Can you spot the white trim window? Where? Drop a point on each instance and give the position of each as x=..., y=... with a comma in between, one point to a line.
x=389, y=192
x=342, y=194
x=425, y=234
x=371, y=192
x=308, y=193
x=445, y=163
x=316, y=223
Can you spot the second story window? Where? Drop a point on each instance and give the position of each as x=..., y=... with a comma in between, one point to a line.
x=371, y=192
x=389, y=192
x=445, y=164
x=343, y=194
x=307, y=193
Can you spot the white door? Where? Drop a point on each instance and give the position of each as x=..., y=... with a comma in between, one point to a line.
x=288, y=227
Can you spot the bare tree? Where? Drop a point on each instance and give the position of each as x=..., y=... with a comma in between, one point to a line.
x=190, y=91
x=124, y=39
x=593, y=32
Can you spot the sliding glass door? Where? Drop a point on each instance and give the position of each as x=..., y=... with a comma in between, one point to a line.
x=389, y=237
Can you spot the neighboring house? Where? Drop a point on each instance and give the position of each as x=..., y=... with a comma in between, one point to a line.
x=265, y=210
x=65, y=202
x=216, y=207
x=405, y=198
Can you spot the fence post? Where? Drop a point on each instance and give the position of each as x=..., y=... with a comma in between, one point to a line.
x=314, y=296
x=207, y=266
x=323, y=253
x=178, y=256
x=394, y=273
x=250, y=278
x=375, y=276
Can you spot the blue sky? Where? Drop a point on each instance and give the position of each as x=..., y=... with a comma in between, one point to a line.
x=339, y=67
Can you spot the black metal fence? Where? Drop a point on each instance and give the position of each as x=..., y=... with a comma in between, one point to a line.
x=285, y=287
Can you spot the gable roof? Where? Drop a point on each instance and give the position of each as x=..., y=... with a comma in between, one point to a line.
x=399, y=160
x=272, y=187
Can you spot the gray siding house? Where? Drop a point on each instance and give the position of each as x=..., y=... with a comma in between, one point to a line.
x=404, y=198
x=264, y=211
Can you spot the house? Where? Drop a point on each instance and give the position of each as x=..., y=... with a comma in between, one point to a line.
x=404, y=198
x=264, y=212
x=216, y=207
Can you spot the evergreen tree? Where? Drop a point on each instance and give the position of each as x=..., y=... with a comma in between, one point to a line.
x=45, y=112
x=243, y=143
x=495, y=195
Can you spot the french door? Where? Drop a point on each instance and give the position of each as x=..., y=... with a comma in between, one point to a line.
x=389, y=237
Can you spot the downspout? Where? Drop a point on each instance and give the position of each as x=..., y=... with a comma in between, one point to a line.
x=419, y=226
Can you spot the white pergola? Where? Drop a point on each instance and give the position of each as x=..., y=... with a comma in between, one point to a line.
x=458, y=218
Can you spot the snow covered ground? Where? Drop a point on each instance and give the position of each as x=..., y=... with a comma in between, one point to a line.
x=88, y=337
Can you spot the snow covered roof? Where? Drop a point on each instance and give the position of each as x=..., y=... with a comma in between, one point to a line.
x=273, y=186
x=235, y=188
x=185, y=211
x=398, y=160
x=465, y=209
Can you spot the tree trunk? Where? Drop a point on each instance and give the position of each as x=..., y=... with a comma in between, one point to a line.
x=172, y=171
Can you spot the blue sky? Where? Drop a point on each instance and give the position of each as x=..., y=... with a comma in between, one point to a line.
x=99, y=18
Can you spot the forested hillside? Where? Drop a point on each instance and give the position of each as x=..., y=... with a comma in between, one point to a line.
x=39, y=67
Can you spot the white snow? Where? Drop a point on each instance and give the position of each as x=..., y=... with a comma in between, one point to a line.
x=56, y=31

++++++++

Lay out every one of the lines above as a Markdown table with two columns, Row and Line, with a row number in the first column and the line in the second. Omit any blank lines.

» CORRECT RESPONSE
| Row | Line |
|---|---|
| 1 | Can you spot the white trim window? Where? Drop a point on each instance and give the position of each as x=..., y=... with a comma in between, one point to a line. |
| 2 | x=389, y=192 |
| 3 | x=342, y=194 |
| 4 | x=425, y=234 |
| 5 | x=371, y=192 |
| 6 | x=308, y=193 |
| 7 | x=445, y=163 |
| 8 | x=316, y=223 |
| 9 | Can you spot the second story window? Where? Drop a point on each instance and give the position of each as x=..., y=... with a comma in between, one point to a line. |
| 10 | x=371, y=192 |
| 11 | x=389, y=192 |
| 12 | x=445, y=164 |
| 13 | x=343, y=194 |
| 14 | x=307, y=193 |
| 15 | Can you spot the white door? Where? Drop a point on each instance and give the position of each as x=..., y=... with a comma in between, one point to a line. |
| 16 | x=288, y=227 |
| 17 | Can you spot the bare tree? Where? Drop a point on each instance and give the position of each as x=..., y=... with a comma in between, one point to a line. |
| 18 | x=190, y=91 |
| 19 | x=124, y=39 |
| 20 | x=593, y=32 |
| 21 | Can you spot the sliding glass door? Where? Drop a point on each instance and give the position of each as x=..., y=... with a comma in between, one point to a line. |
| 22 | x=389, y=237 |
| 23 | Can you spot the neighboring house? Where? Drop a point on each instance and give the position of each as x=..., y=... with a comma in between, one point to a line. |
| 24 | x=265, y=210 |
| 25 | x=65, y=202 |
| 26 | x=216, y=207 |
| 27 | x=405, y=198 |
| 28 | Can you spot the fence post? Where? Drop a point on each instance and give the position of each as x=..., y=... with a comma in between, one point to a line. |
| 29 | x=314, y=296 |
| 30 | x=207, y=266 |
| 31 | x=323, y=253 |
| 32 | x=178, y=256 |
| 33 | x=394, y=273 |
| 34 | x=250, y=278 |
| 35 | x=375, y=276 |
| 36 | Can you spot the blue sky? Where? Drop a point on each instance and give the position of each as x=..., y=... with a comma in between, one point to a line. |
| 37 | x=339, y=67 |
| 38 | Can you spot the black metal fence? Where? Drop a point on each instance and give the position of each as x=..., y=... with a comma in between, one point to a line. |
| 39 | x=285, y=287 |
| 40 | Can you spot the gable roof? Where? Drop a point on each instance and give the position of each as x=..., y=... with a comma in between, one point to a line. |
| 41 | x=399, y=160 |
| 42 | x=272, y=187 |
| 43 | Can you spot the gray siding house? Where? Drop a point on each instance and give the position of each as x=..., y=... with a comma in between, one point to a line. |
| 44 | x=404, y=198 |
| 45 | x=264, y=211 |
| 46 | Can you spot the house? Where? Drop a point on each instance and give the position of each as x=..., y=... with a comma in between, one point to a line. |
| 47 | x=404, y=198 |
| 48 | x=264, y=212 |
| 49 | x=216, y=207 |
| 50 | Can you spot the evergreen tree? Where? Drop a point on each instance and give the position of each as x=..., y=... with a comma in between, one point to a line. |
| 51 | x=45, y=112 |
| 52 | x=243, y=143 |
| 53 | x=495, y=195 |
| 54 | Can you spot the french door? Where? Drop a point on each instance and give the position of each as x=..., y=... with a comma in between, one point to a line. |
| 55 | x=389, y=237 |
| 56 | Can you spot the downspout? Where? Drop a point on each instance and give the position of each as x=..., y=... with a comma in between, one point to a line. |
| 57 | x=419, y=226 |
| 58 | Can you spot the white pergola? Where? Drop a point on each instance and give the position of each as x=..., y=... with a comma in between, one point to a line. |
| 59 | x=458, y=218 |
| 60 | Can you spot the snow covered ground? Where? Drop a point on each instance and give the position of each as x=..., y=... with a comma in between, one point to a line. |
| 61 | x=88, y=337 |
| 62 | Can you spot the snow covered roof? Where? Drop a point on each instance and give the position of each as x=..., y=... with a comma in between, one point to a line. |
| 63 | x=273, y=186 |
| 64 | x=235, y=188 |
| 65 | x=185, y=211 |
| 66 | x=398, y=160 |
| 67 | x=465, y=209 |
| 68 | Can you spot the tree trunk? Where? Drop a point on each instance and give the position of each as x=..., y=... with a comma in between, one point to a line. |
| 69 | x=172, y=171 |
| 70 | Can you spot the blue sky? Where? Drop a point on each instance and give the position of each as x=..., y=... with a comma in between, one point to a line. |
| 71 | x=99, y=18 |
| 72 | Can you spot the forested hillside? Where? Drop a point on each instance and give the position of each as x=..., y=... with a comma in between, one point to a line. |
| 73 | x=39, y=67 |
| 74 | Can you spot the white snow? Where? Drop a point on each instance and give the position of each as x=..., y=... with a comma in between, one point to a line. |
| 75 | x=56, y=31 |